-- Start Records shown --

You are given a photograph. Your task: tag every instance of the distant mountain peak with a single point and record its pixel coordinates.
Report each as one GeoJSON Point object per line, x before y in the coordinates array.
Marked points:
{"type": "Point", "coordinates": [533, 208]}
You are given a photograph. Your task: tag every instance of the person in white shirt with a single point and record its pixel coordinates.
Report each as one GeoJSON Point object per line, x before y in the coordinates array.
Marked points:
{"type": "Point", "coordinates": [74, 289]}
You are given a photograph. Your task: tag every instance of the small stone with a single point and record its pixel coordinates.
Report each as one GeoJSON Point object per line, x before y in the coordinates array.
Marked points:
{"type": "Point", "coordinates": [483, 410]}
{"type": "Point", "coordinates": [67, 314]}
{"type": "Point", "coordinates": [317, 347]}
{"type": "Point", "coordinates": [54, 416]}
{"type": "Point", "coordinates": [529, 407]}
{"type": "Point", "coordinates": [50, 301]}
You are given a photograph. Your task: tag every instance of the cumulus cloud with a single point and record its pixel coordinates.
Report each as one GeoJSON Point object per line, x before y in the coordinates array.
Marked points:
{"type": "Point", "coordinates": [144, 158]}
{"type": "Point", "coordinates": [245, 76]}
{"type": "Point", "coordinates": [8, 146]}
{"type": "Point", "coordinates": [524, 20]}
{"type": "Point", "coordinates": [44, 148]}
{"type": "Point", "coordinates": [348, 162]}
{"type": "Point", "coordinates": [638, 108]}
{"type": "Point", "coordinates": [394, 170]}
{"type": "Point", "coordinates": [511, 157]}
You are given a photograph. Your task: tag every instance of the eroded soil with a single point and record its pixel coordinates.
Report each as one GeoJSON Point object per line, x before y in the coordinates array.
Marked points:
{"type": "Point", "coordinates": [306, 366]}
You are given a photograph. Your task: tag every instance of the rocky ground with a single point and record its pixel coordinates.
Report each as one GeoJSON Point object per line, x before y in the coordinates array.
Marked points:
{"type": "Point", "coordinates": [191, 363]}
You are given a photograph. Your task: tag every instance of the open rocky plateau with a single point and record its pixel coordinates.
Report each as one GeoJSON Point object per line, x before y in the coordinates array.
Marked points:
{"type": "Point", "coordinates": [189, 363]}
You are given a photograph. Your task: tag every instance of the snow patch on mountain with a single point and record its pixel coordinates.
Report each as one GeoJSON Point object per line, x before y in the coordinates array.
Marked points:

-- End Records shown --
-- Start Records shown --

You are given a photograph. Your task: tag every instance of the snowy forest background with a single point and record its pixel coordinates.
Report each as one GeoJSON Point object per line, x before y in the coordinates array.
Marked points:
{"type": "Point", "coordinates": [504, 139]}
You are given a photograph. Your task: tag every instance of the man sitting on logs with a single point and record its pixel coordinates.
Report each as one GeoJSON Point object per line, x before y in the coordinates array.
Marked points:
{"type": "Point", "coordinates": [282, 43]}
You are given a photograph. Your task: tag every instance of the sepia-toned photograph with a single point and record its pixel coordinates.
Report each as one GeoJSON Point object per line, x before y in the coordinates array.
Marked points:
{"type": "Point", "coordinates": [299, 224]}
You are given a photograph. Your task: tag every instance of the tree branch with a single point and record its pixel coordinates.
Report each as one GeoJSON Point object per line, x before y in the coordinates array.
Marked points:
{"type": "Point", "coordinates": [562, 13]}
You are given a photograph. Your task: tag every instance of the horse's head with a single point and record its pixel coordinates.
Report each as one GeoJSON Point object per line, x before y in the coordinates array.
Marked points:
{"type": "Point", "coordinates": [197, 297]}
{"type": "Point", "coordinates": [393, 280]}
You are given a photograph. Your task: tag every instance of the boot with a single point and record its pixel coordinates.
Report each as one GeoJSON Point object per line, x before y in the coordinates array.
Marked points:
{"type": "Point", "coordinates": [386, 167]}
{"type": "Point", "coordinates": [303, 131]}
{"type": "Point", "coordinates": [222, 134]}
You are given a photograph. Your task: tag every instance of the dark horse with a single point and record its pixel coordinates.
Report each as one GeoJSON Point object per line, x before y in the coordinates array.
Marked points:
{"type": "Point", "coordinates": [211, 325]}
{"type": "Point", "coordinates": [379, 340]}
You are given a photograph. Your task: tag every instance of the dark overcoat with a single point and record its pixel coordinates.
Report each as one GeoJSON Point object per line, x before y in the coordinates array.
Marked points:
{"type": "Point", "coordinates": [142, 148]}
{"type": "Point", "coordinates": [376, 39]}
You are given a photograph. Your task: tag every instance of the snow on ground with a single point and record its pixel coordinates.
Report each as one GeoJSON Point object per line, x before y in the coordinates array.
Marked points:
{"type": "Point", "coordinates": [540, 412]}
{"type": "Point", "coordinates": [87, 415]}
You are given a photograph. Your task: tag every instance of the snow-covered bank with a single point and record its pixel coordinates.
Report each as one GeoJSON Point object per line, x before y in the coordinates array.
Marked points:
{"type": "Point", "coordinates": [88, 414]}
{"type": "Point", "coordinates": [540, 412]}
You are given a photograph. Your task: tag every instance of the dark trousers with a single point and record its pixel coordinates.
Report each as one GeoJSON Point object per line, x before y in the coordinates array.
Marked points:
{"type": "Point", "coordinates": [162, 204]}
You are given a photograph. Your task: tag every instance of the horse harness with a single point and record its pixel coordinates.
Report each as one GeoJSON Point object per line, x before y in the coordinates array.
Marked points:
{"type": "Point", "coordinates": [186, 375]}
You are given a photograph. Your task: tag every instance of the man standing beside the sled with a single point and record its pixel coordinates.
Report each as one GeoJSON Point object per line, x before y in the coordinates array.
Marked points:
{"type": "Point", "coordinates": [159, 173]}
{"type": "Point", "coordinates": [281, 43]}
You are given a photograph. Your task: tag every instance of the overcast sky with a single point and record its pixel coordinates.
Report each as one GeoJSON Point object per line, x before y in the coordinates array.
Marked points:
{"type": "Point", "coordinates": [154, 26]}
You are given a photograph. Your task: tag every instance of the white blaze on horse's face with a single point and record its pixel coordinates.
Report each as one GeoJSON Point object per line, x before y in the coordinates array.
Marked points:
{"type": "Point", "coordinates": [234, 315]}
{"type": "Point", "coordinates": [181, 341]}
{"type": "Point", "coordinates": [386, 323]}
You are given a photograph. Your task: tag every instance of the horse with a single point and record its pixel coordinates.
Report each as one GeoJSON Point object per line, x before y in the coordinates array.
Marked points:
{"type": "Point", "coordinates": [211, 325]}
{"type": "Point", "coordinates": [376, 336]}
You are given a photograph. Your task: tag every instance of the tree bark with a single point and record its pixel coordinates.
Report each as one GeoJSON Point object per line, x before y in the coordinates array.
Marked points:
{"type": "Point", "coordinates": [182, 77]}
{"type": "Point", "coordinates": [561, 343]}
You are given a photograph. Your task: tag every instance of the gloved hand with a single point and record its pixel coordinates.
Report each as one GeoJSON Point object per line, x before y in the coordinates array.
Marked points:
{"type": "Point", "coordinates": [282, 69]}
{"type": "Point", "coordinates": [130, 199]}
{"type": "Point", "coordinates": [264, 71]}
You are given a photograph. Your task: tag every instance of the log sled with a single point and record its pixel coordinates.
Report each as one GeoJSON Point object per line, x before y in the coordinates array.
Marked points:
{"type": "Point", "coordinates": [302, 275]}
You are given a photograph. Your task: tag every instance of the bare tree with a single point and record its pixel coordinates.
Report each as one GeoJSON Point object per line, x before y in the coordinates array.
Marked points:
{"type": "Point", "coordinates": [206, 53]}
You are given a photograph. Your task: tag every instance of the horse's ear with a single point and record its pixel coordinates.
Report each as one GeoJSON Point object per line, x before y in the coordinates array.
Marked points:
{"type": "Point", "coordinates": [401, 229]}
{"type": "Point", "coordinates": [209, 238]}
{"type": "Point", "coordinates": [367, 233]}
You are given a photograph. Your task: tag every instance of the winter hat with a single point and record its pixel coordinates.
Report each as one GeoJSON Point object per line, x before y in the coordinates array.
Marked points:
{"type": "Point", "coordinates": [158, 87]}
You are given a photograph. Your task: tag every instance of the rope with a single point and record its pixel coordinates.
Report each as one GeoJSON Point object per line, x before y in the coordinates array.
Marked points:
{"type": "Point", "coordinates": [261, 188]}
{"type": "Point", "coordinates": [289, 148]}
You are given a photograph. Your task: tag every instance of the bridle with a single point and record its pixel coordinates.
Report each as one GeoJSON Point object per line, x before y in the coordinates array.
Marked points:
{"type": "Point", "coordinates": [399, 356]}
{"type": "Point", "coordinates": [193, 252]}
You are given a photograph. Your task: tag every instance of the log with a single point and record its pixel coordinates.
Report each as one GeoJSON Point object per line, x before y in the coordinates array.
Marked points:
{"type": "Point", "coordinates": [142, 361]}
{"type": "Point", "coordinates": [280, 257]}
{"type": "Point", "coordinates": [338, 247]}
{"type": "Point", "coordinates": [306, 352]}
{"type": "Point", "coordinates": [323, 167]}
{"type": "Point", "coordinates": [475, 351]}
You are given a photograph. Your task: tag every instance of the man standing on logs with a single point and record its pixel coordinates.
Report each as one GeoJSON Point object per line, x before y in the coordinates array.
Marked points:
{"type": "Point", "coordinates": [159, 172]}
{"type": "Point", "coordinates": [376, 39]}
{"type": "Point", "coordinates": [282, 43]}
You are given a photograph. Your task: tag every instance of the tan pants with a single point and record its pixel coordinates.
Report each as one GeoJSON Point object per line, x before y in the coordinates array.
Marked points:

-- End Records shown --

Pull out every line of the records above that contains the string "mountain", copying each one in full.

▶ Task response:
You are given a photograph. Your task: tag every instance of the distant mountain peak with a single point and record its pixel coordinates.
You are given a photograph. Your task: tag every instance of the snow patch on mountain with a single point and record its pixel coordinates.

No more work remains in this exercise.